[Dataset rows on where objects appear]
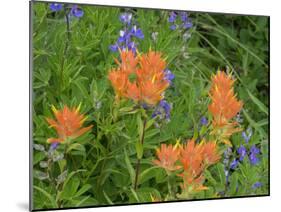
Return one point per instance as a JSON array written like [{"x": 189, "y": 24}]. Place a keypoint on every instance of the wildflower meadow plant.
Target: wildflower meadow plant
[
  {"x": 129, "y": 106},
  {"x": 128, "y": 34}
]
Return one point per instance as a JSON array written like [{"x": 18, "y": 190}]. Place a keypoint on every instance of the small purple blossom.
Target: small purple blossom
[
  {"x": 257, "y": 185},
  {"x": 173, "y": 27},
  {"x": 242, "y": 151},
  {"x": 169, "y": 76},
  {"x": 254, "y": 150},
  {"x": 187, "y": 25},
  {"x": 234, "y": 164},
  {"x": 126, "y": 18},
  {"x": 114, "y": 47},
  {"x": 163, "y": 110},
  {"x": 184, "y": 16},
  {"x": 76, "y": 11},
  {"x": 253, "y": 159},
  {"x": 172, "y": 18},
  {"x": 204, "y": 121},
  {"x": 137, "y": 32},
  {"x": 56, "y": 7},
  {"x": 54, "y": 145},
  {"x": 247, "y": 135}
]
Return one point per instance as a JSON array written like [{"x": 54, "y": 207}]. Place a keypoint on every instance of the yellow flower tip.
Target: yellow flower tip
[
  {"x": 178, "y": 144},
  {"x": 54, "y": 109},
  {"x": 78, "y": 108},
  {"x": 84, "y": 119},
  {"x": 227, "y": 142}
]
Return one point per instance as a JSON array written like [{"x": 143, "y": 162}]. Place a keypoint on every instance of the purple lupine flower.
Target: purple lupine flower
[
  {"x": 234, "y": 164},
  {"x": 76, "y": 11},
  {"x": 56, "y": 7},
  {"x": 167, "y": 108},
  {"x": 242, "y": 151},
  {"x": 184, "y": 16},
  {"x": 257, "y": 185},
  {"x": 163, "y": 110},
  {"x": 247, "y": 135},
  {"x": 203, "y": 120},
  {"x": 124, "y": 37},
  {"x": 54, "y": 145},
  {"x": 132, "y": 46},
  {"x": 168, "y": 75},
  {"x": 126, "y": 18},
  {"x": 187, "y": 25},
  {"x": 137, "y": 32},
  {"x": 173, "y": 27},
  {"x": 253, "y": 159},
  {"x": 254, "y": 149},
  {"x": 114, "y": 47},
  {"x": 172, "y": 18}
]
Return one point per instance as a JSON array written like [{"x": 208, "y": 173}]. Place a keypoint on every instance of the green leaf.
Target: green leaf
[
  {"x": 83, "y": 190},
  {"x": 49, "y": 196},
  {"x": 260, "y": 105},
  {"x": 139, "y": 149},
  {"x": 78, "y": 147},
  {"x": 107, "y": 198},
  {"x": 70, "y": 188},
  {"x": 82, "y": 201},
  {"x": 129, "y": 167},
  {"x": 149, "y": 173},
  {"x": 140, "y": 126}
]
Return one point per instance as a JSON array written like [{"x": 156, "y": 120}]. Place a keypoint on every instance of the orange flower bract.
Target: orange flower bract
[
  {"x": 67, "y": 123},
  {"x": 224, "y": 107},
  {"x": 192, "y": 159},
  {"x": 140, "y": 78},
  {"x": 167, "y": 157}
]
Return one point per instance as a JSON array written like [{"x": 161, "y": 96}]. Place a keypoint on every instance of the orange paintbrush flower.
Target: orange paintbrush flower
[
  {"x": 140, "y": 78},
  {"x": 68, "y": 124},
  {"x": 224, "y": 105},
  {"x": 191, "y": 158},
  {"x": 167, "y": 157},
  {"x": 195, "y": 158},
  {"x": 210, "y": 153}
]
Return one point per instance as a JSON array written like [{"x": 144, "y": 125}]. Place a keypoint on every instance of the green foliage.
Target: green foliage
[{"x": 99, "y": 168}]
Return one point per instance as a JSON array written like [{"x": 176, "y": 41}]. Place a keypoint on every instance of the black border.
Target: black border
[{"x": 31, "y": 101}]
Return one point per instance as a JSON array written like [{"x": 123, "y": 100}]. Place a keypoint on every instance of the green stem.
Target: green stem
[{"x": 138, "y": 161}]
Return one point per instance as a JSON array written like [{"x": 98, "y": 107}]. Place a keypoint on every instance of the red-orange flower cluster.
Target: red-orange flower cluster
[
  {"x": 167, "y": 157},
  {"x": 68, "y": 124},
  {"x": 140, "y": 78},
  {"x": 192, "y": 159},
  {"x": 224, "y": 106},
  {"x": 195, "y": 158}
]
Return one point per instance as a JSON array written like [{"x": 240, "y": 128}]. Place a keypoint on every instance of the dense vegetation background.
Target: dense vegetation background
[{"x": 71, "y": 65}]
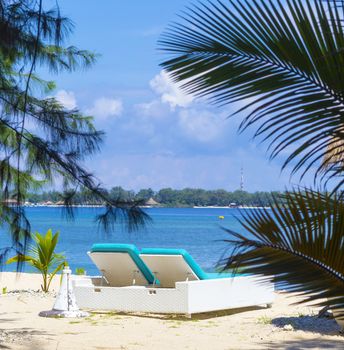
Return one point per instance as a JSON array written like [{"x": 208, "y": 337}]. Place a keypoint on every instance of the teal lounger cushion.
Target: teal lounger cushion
[
  {"x": 129, "y": 249},
  {"x": 202, "y": 275}
]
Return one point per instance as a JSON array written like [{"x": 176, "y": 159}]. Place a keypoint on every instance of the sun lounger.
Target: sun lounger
[
  {"x": 120, "y": 265},
  {"x": 167, "y": 281}
]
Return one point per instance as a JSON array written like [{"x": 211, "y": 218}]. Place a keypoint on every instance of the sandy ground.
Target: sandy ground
[{"x": 284, "y": 326}]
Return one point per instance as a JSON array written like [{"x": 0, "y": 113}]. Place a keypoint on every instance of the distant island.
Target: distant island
[{"x": 166, "y": 197}]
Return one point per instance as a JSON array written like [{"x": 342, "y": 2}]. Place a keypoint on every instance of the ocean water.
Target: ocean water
[{"x": 198, "y": 230}]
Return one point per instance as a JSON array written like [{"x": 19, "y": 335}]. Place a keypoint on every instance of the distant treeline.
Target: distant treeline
[{"x": 187, "y": 197}]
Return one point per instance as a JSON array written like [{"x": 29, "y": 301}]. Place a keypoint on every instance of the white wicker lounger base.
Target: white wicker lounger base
[{"x": 187, "y": 297}]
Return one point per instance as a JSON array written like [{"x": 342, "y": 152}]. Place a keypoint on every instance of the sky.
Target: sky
[{"x": 156, "y": 135}]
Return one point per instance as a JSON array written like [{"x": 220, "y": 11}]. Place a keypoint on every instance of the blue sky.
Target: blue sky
[{"x": 156, "y": 135}]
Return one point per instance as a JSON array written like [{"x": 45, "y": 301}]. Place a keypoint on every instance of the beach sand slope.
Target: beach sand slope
[{"x": 284, "y": 326}]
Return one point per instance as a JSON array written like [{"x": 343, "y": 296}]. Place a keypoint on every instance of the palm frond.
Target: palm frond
[
  {"x": 286, "y": 57},
  {"x": 298, "y": 245}
]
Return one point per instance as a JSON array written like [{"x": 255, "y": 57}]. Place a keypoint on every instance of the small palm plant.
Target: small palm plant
[{"x": 42, "y": 257}]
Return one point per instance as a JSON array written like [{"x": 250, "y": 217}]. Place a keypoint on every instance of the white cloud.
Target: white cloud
[
  {"x": 152, "y": 109},
  {"x": 66, "y": 98},
  {"x": 203, "y": 126},
  {"x": 170, "y": 91},
  {"x": 104, "y": 108}
]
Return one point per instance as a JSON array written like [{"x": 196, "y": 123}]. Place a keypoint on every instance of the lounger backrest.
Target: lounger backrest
[
  {"x": 121, "y": 265},
  {"x": 171, "y": 265}
]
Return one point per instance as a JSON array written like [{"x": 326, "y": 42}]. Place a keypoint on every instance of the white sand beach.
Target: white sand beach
[{"x": 284, "y": 326}]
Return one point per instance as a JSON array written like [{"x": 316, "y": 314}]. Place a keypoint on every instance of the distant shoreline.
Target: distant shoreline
[{"x": 144, "y": 206}]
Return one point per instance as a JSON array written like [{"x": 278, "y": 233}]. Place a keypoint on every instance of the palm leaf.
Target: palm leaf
[
  {"x": 287, "y": 57},
  {"x": 298, "y": 245}
]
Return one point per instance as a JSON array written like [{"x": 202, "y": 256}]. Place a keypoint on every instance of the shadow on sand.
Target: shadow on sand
[
  {"x": 181, "y": 317},
  {"x": 304, "y": 344},
  {"x": 23, "y": 336},
  {"x": 314, "y": 324}
]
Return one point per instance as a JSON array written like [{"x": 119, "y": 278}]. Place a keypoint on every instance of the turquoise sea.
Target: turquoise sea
[{"x": 198, "y": 230}]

What you are asked to do -> Recast everything from the line containing "the turquoise sea." down to the last line as a Markdown table with the columns n and Line. Number each row and leave out any blank lines.

Exercise result ->
| n | Line |
|---|---|
| 1 | Return one point per instance as a JSON array written like [{"x": 119, "y": 278}]. Place a keypoint on every instance of the turquoise sea. |
| 2 | Target: turquoise sea |
| 3 | [{"x": 198, "y": 230}] |